• [Written task] Repeat precisely, and only, the lines between the line containing "Could you please spot the white cabinet" and the end of the listing below, both ends included.

• [Task inputs]
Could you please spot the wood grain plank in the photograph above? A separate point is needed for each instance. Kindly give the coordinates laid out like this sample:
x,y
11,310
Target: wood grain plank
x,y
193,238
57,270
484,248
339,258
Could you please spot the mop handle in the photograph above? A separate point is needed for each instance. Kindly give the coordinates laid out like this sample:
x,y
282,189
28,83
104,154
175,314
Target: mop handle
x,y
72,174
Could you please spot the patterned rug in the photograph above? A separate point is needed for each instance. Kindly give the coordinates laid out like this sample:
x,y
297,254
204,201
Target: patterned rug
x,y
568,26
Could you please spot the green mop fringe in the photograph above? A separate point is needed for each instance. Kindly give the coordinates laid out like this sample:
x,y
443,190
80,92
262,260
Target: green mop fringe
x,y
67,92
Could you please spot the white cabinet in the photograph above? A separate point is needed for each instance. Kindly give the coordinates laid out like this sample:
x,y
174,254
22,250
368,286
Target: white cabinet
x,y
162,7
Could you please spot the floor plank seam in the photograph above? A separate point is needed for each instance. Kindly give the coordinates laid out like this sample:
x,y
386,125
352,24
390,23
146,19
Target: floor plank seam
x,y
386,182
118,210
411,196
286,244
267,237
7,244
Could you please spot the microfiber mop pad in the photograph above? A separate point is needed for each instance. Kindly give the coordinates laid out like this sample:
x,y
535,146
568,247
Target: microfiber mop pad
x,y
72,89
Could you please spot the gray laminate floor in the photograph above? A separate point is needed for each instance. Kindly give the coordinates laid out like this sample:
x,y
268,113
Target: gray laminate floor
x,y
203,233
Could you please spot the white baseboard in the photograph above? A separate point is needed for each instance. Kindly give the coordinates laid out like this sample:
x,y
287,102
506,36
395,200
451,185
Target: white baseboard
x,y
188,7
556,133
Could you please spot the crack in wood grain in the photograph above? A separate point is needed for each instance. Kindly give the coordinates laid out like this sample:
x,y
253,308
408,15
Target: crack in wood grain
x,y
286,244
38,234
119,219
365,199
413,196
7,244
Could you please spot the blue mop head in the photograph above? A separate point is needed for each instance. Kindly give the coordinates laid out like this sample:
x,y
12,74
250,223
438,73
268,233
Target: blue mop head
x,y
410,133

• [Written solution]
Could you please spot the white cabinet in the photograph above? A separate point is needed for each instance. Kindly give the coordinates laid out like this sample:
x,y
174,254
22,250
368,286
Target: white cabinet
x,y
162,7
Could you please spot the floor plank seam in the photograph above? A separate point is needed for each instance. Kindly give the coordinates laid out like this sample:
x,y
386,125
352,24
390,23
146,19
Target: floor plank seam
x,y
386,182
118,210
411,196
286,244
267,237
7,244
Could you please spot the microfiber mop pad in the photograph above? A separate point is needed for each instance. Kindly give the coordinates laid out like this sample:
x,y
535,146
568,247
Target: microfiber mop pad
x,y
72,89
Could you please spot the gray laminate floor in the photograph above? A separate point is needed for each instance. Kindly give the coordinates laid out like this sample:
x,y
268,113
Target: gray laminate floor
x,y
203,233
Could you please spot the white baseboard in the photograph above? A separate point is needed for each instance. Kindly give the coordinates laid out like this sample:
x,y
287,102
506,36
395,200
451,185
Target: white baseboard
x,y
188,7
556,133
Could you please spot the crack in wood grain in the photograph above? A separate point is needed for each instance. Kindly give the coordinates laid out like this sample:
x,y
253,308
408,15
Target: crack in wood grain
x,y
286,244
38,234
119,219
365,199
413,196
7,244
Could you please spot the blue mop head in the photograph above? A separate point is needed for each instance. Kindly give the coordinates laid out like this sample:
x,y
12,74
250,223
438,73
268,233
Target: blue mop head
x,y
410,133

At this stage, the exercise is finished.